## [SHORT PROBLEM]
Print exactly the lines from the one containing "of the bookshelf" through the last line of the listing, both included.

## [INPUT FOR THIS TASK]

----------

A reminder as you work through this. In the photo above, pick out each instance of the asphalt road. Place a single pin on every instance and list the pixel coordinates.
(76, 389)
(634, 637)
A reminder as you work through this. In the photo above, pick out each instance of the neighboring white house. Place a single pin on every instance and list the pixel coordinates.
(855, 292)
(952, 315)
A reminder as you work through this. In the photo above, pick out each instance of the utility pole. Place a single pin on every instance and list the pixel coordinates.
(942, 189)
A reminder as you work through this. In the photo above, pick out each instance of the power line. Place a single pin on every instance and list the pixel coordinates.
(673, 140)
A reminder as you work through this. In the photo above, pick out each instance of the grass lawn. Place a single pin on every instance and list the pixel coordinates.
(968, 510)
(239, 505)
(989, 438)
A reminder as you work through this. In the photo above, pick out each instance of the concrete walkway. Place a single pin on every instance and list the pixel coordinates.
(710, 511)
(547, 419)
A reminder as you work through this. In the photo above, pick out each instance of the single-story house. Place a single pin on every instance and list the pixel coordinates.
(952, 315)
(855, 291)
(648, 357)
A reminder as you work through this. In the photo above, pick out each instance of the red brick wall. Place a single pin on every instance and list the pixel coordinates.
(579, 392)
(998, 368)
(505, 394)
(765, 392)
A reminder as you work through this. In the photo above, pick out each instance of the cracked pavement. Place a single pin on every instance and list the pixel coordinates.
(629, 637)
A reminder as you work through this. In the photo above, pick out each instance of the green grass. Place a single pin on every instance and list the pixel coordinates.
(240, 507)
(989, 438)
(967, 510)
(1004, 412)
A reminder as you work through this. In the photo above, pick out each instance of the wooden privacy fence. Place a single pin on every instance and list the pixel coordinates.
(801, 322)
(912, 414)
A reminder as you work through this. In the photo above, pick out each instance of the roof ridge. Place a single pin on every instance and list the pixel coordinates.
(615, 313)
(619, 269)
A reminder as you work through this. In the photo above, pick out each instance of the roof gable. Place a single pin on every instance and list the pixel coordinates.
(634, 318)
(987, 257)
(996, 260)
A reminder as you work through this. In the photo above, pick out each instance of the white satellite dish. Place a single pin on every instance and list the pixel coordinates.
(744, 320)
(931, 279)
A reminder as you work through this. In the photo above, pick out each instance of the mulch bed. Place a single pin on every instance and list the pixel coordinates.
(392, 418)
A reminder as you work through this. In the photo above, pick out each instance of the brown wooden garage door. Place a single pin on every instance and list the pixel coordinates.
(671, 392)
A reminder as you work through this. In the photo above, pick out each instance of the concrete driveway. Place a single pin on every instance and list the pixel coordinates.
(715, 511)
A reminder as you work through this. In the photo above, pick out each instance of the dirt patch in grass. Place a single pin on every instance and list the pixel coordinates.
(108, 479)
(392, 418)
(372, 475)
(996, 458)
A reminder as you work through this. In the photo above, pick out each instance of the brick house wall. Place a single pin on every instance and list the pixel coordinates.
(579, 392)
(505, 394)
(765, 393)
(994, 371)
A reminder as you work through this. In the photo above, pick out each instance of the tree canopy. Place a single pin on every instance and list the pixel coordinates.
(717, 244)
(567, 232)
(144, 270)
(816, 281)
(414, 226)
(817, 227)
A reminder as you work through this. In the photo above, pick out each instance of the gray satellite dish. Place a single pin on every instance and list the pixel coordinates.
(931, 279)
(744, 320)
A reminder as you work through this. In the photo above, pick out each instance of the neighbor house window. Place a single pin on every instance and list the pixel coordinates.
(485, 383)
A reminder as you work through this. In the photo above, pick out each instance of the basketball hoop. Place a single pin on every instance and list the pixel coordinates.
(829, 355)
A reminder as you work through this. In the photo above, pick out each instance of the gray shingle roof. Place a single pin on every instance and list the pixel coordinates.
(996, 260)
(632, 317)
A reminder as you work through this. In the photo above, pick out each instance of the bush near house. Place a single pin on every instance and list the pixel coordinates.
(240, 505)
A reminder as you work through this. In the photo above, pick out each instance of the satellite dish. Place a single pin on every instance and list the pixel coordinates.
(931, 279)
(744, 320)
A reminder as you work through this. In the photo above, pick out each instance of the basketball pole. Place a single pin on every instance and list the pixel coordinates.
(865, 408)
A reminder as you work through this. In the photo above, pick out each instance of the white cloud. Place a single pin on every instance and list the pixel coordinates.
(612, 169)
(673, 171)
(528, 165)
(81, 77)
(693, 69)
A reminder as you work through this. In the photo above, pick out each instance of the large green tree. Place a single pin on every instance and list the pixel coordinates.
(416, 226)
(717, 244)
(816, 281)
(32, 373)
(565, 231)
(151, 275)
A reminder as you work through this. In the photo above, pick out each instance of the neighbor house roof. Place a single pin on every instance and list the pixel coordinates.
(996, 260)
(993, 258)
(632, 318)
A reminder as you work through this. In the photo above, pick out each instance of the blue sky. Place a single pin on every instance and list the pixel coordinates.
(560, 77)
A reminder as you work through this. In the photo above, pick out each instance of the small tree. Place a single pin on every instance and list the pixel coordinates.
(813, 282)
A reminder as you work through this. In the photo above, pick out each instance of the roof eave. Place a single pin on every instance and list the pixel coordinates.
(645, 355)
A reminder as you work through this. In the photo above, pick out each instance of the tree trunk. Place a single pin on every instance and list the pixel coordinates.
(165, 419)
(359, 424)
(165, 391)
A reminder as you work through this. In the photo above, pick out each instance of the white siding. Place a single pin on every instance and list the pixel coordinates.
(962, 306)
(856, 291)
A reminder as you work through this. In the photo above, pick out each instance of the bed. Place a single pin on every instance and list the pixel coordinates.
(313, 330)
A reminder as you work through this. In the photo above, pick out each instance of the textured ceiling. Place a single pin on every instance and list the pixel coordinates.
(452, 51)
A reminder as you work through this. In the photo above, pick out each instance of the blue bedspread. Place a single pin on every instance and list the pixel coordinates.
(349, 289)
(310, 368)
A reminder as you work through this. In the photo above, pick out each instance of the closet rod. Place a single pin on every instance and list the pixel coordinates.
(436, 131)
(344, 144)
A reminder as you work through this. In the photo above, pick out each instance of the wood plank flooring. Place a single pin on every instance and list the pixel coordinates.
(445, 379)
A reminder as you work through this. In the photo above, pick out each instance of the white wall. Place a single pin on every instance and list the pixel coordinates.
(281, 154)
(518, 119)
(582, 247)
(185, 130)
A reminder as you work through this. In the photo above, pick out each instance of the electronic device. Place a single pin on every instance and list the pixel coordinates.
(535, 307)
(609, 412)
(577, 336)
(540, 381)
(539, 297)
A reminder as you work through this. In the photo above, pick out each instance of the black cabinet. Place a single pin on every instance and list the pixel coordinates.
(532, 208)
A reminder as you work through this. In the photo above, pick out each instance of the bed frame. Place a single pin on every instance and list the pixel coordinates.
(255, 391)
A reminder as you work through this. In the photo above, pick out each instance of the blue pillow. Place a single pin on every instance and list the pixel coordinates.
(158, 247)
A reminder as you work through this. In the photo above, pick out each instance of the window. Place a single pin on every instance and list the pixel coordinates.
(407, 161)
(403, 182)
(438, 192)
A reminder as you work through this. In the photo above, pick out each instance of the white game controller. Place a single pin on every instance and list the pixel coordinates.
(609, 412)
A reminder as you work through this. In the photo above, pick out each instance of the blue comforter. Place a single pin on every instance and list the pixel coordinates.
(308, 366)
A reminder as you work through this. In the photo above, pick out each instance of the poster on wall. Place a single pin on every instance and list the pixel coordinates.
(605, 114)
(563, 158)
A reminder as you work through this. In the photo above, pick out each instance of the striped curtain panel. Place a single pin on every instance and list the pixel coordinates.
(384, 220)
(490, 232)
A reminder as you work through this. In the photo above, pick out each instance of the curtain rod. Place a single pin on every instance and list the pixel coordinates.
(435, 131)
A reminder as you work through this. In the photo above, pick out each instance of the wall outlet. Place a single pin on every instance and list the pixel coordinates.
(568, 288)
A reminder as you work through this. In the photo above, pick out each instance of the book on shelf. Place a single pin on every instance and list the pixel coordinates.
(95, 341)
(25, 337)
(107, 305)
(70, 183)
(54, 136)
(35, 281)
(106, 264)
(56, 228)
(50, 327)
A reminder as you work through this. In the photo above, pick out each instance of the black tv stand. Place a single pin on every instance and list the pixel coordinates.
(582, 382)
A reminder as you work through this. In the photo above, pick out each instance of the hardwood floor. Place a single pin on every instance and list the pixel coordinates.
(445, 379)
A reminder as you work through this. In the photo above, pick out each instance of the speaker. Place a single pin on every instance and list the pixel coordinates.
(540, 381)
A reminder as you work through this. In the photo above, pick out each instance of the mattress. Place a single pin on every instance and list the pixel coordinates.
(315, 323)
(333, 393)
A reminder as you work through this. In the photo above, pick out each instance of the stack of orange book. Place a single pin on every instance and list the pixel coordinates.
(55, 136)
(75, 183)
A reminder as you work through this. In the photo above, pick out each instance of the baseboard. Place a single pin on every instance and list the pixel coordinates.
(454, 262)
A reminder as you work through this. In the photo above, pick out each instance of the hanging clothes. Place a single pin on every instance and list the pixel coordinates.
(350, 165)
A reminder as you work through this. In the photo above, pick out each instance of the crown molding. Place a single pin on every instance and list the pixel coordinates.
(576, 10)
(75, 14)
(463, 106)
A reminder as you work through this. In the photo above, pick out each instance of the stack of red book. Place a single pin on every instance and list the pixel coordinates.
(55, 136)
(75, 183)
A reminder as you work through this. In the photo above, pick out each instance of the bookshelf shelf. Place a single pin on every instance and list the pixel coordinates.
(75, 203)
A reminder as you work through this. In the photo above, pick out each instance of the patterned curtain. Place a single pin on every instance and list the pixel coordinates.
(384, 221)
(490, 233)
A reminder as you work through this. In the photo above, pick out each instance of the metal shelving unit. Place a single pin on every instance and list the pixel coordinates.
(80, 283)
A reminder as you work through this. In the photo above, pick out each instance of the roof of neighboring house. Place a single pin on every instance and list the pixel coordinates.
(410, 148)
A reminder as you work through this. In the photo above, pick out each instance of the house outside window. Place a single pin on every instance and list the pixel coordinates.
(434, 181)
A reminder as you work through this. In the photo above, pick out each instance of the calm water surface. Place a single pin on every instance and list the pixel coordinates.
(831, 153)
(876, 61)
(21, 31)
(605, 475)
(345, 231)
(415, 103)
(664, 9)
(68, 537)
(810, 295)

----------

## [ANSWER TO THIS TASK]
A reminder as you work through this. In the photo above, pick out each instance of the bookshelf shelf. Place a single pin on every instance and list the pixel coordinates.
(75, 203)
A reminder as you work through this. In the photo above, pick out each instance of the patterned curtain. Place a single pin on every instance and list the pixel coordinates.
(384, 221)
(490, 233)
A reminder as you work through this. In the photo above, pick out each instance of the metal shelving unit. Place a single pin on every instance and list the pixel coordinates.
(80, 283)
A reminder as you work through this. In the photo above, pick out each instance of the roof of neighboring house. Place a single pin on every instance and list the pixel coordinates.
(410, 148)
A reminder as you work through this. In the photo above, pick out each instance of the house outside window. Place a single pin on every instance and list the pixel coordinates.
(434, 181)
A reminder as you work through this. In the photo above, pick out each instance of the calm water surface. Place a single pin on every instance and list the pixel coordinates.
(831, 153)
(876, 61)
(21, 31)
(605, 475)
(345, 231)
(415, 103)
(664, 9)
(68, 537)
(810, 295)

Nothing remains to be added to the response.